╭─ Material for this task

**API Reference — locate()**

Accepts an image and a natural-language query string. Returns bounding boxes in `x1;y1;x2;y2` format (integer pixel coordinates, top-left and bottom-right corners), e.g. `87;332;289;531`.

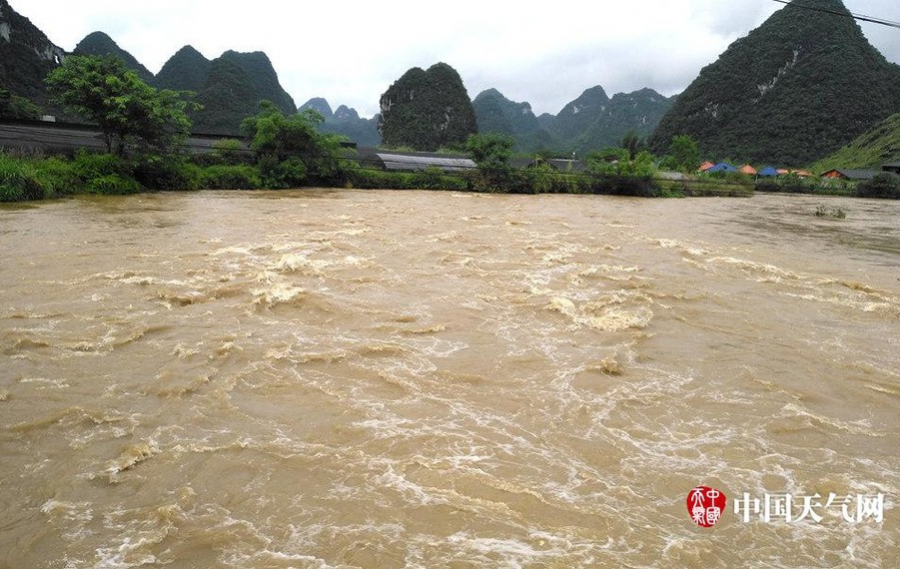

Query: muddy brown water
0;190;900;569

╰─
╭─ Material for this task

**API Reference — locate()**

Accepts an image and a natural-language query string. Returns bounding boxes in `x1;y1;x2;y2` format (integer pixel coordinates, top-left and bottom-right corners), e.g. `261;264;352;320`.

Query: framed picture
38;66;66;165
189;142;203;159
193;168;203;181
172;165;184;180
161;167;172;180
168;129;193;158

╰─
╭─ Material for this task

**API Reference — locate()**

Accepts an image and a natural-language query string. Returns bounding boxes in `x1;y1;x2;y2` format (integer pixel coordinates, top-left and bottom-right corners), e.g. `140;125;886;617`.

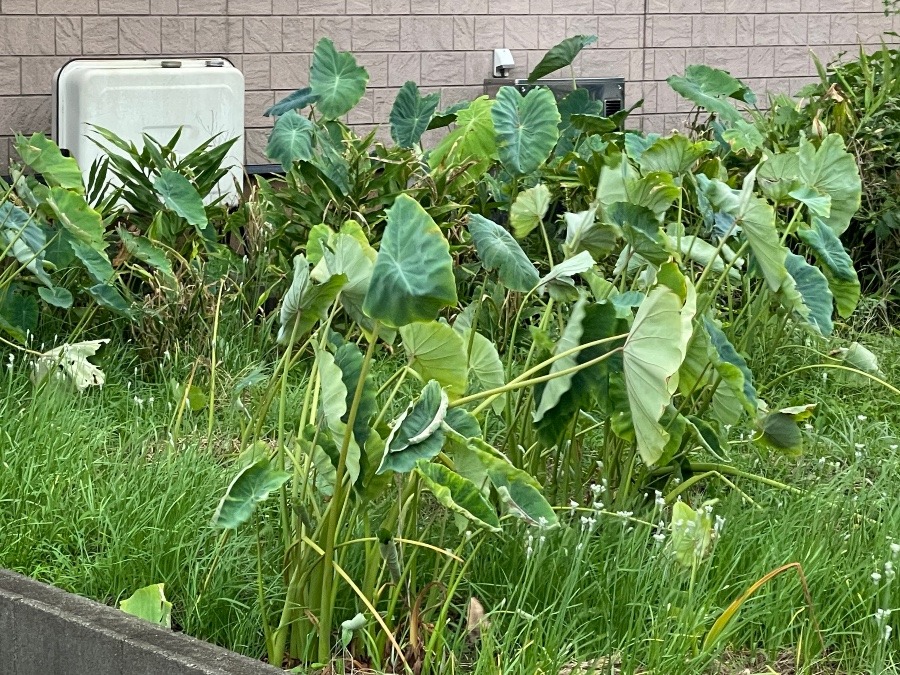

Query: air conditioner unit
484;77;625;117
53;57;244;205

╰─

The problem: Return each line of the material above that contains the word "bottom", treating uppercase and lowercase as different.

Reply:
Accepts an image and a natural-language query string. Returns bounding boxes in `x1;y1;x2;y2` format (integer pixel coordinates, top-left and bottom-right corners), e.g. `87;332;289;531`.
Accepts an image and a natural-language query string. Returns bounding boxes in `x1;y1;x2;y2` format (integer pixel coordinates, top-left and bottom-right corners), e.g. `261;264;352;320`.
Accepts an image and a natural-language query string. Returns bounding boxes in `x1;y1;x2;y2` format (integer pixel coordinates, top-left and bottom-right corners), e.g. `140;125;886;617`.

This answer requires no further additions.